OPDRACHTEN →
1) Beantwoord met de tekst over de taxatie deze vragen, elk op een eigen regel:
(a) Uit hoeveel referentieobjecten is de kapitalisatiefactor van het object herleid?
(b) Op welke kapitalisatiefactor is het object van eiseres vastgesteld?
(c) Op welke datum is het referentieobject met de hoogste verkoopprijs verkocht?
2) Schrijf de tekst over de taxatie verder, vanaf de laatste zin die er staat.

BRONTEKST →
------
16. Verweerder heeft hierover toegelicht dat met de oppervlakte en doelmatigheid rekening wordt gehouden gelet op de vergelijkbare referentieobjecten. Het is de rechtbank niet gebleken dat verweerder daarbij onjuiste uitgangspunten heeft gehanteerd. In wat eiseres hiertegen in algemene bewoordingen heeft aangevoerd, ziet de rechtbank geen aanknopingspunten om hier anders over te oordelen.
17. Uit het taxatierapport van verweerder blijkt dat de kapitalisatiefactor van het object is herleid uit vier referentieobjecten die zijn verkocht rondom de waardepeildatum. Het gaat om de volgende in dezelfde straat gelegen referentieobjecten:
- [adres 9] , verkocht op 31 juli 2018 voor € 2.745.000,-, kapitalisatiefactor 14.2;
- [adres 10] , verkocht op 2 februari 2015 voor € 2.800.000,-, kapitalisatiefactor 14.3;
- [adres 11] , verkocht op 8 augustus 2018 voor € 720.000,-, kapitalisatiefactor 14.3;
- [adres 12] , verkocht op 1 november 2019 voor € 1.900.000,-, kapitalisatiefactor 14.2.
De kapitalisatiefactor voor het object van eiseres is op 14 vastgesteld.
------
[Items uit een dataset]
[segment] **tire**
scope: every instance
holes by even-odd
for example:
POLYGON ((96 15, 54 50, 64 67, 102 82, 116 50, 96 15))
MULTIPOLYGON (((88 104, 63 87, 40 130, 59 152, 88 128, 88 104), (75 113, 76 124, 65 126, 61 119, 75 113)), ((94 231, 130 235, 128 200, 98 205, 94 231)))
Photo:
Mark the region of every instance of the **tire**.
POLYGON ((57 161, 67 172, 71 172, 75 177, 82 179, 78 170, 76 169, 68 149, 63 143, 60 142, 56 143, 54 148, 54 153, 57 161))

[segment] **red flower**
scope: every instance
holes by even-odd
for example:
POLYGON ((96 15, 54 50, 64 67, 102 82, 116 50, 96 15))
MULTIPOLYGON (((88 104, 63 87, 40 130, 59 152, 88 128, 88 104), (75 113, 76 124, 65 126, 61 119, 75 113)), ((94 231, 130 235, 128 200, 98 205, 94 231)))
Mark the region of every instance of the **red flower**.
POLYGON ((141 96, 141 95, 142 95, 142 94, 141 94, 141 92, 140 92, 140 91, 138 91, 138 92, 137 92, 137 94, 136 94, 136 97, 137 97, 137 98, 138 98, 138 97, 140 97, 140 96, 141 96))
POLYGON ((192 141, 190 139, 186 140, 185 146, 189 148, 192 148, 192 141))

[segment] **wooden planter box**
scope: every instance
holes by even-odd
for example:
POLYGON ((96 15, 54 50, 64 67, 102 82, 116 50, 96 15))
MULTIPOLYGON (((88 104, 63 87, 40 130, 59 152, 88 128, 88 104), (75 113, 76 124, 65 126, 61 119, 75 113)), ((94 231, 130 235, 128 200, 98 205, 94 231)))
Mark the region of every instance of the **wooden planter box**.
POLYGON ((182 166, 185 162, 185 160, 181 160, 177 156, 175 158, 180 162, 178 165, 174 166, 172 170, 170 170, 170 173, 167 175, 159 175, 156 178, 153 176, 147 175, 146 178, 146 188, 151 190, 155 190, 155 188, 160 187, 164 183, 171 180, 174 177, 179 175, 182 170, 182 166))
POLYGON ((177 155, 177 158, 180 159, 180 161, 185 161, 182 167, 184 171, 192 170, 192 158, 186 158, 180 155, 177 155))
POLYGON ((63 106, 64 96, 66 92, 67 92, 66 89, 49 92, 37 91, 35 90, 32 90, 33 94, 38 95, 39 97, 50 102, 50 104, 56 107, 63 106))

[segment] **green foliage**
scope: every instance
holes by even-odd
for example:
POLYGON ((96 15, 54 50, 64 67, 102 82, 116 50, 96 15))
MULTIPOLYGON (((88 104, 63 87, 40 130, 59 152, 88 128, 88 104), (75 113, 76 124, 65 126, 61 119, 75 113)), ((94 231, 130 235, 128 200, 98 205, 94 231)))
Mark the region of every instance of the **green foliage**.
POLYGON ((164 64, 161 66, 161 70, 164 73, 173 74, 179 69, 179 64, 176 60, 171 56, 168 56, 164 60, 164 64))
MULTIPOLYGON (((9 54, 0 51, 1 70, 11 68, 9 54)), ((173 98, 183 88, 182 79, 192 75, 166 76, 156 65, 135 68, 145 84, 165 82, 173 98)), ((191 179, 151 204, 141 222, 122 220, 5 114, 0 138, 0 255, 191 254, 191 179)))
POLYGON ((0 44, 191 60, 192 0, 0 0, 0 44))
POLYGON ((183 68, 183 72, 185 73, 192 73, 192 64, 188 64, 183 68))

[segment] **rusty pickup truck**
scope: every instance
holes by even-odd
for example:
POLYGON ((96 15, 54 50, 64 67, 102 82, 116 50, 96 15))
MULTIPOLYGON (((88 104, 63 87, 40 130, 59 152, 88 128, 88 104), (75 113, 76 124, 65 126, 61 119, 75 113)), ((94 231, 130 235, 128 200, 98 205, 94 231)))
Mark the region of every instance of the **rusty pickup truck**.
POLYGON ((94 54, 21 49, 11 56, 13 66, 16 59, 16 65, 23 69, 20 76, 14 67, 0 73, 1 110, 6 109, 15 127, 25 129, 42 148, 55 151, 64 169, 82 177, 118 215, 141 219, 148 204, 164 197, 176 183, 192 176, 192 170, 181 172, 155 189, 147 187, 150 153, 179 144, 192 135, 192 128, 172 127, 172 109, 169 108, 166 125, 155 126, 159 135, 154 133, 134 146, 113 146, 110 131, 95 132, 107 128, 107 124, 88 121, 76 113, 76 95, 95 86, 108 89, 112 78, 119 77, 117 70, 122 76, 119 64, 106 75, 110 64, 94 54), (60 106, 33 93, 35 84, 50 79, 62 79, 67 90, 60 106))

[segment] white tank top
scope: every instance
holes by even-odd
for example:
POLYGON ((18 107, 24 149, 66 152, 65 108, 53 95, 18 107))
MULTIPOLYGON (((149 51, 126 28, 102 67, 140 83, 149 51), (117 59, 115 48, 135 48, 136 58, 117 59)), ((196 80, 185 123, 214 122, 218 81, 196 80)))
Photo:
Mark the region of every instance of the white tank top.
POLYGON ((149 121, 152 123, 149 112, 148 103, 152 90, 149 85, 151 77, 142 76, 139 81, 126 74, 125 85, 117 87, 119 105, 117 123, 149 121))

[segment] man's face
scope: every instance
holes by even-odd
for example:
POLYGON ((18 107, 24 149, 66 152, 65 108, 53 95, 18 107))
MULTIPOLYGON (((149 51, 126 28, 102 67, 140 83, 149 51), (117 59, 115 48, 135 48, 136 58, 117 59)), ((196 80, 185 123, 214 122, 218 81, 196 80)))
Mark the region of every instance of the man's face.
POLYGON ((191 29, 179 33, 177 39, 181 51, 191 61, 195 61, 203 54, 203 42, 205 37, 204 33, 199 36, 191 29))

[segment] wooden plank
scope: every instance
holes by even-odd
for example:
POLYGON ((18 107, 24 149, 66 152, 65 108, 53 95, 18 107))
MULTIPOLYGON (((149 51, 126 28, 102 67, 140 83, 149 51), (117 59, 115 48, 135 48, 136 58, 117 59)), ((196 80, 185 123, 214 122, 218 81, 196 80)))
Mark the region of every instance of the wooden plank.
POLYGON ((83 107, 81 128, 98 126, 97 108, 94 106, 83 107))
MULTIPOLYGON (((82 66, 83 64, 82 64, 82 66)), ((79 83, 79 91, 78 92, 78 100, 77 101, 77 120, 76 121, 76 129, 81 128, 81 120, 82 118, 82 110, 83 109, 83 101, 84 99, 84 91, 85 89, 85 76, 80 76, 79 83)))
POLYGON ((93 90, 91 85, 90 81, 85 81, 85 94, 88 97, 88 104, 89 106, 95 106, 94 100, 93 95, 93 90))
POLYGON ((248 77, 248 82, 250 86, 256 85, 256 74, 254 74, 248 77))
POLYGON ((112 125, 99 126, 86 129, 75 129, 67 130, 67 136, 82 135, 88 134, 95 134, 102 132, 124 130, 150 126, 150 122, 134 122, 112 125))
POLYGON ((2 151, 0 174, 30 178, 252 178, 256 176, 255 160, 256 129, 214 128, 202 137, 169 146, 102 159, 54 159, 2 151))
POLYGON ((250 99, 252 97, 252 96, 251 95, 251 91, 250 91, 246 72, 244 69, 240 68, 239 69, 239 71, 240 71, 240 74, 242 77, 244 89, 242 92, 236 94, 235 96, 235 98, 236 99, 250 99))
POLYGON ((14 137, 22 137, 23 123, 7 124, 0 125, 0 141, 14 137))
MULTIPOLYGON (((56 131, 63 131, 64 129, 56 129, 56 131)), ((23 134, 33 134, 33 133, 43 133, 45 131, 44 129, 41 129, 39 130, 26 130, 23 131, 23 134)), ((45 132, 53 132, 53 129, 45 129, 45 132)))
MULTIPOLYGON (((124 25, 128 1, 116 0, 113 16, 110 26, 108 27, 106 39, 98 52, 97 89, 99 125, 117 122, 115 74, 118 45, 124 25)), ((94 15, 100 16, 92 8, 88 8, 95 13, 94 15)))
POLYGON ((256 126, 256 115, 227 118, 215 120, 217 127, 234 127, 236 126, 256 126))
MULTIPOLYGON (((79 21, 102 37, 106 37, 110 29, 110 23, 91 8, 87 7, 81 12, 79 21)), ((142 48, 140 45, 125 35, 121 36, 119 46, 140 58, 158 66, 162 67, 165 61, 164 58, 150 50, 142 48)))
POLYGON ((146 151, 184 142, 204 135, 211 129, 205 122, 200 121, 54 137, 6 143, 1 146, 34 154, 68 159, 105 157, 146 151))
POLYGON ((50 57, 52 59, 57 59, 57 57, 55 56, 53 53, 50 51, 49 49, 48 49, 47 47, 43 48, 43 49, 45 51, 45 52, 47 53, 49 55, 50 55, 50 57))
------
ANTWOORDEN →
1)
(a) Uit vier referentieobjecten.
(b) Op 14.
(c) Op 2 februari 2015.

2)
18. Eiseres stelt dat de door verweerder gebruikte referentieobjecten [adres 10] , [adres 9] en [adres 11] ook niet zijn terug te vinden in de gangbare databases. Volgens eiseres zijn deze objecten niet op de vrije markt aangeboden. Uit nader onderzoek blijkt bovendien dat deze objecten ten tijde van de verkoop werden verhuurd. In de regel worden verhuurde winkelpanden voor meer verkocht dan leegstaande winkelpanden. De kapitalisatiefactor moet worden berekend door een verkoopwaarde bij leegstand. Verweerder heeft deze factor dan ook te hoog berekend.
19. Naar het oordeel van de rechtbank zijn de data waarop de referentieobjecten [adres 10] en Kerkstraat [adres 12] zijn verkocht te ver gelegen van de waardepeildatum. Deze referentieobjecten kunnen dan ook niet gebruikt worden als onderbouwing van de kapitalisatiefactor van het object. De overige twee gebruikte referentieobjecten zijn wel bruikbaar bij de waardebepaling. De rechtbank is van oordeel dat verweerder met deze twee referentieobjecten aannemelijk heeft gemaakt dat de voor het object vastgestelde kapitalisatiefactor van 14 niet te hoog is. Volgens verweerder is met de verhuurde staat van deze referentieobjecten voldoende rekening gehouden. Tijdens de zitting heeft de taxateur van verweerder toegelicht dat er een correctie van 15% op de kapitalisatiefactor is toegepast. Eiseres heeft tijdens de zitting vraagtekens gesteld bij de juistheid van deze correctie, maar daarbij niet onderbouwd dat met deze correctie onvoldoende rekening is gehouden met de verhuurde staat. De rechtbank ziet dan ook geen aanleiding om de toegepaste correctie van 15% onvoldoende te achten.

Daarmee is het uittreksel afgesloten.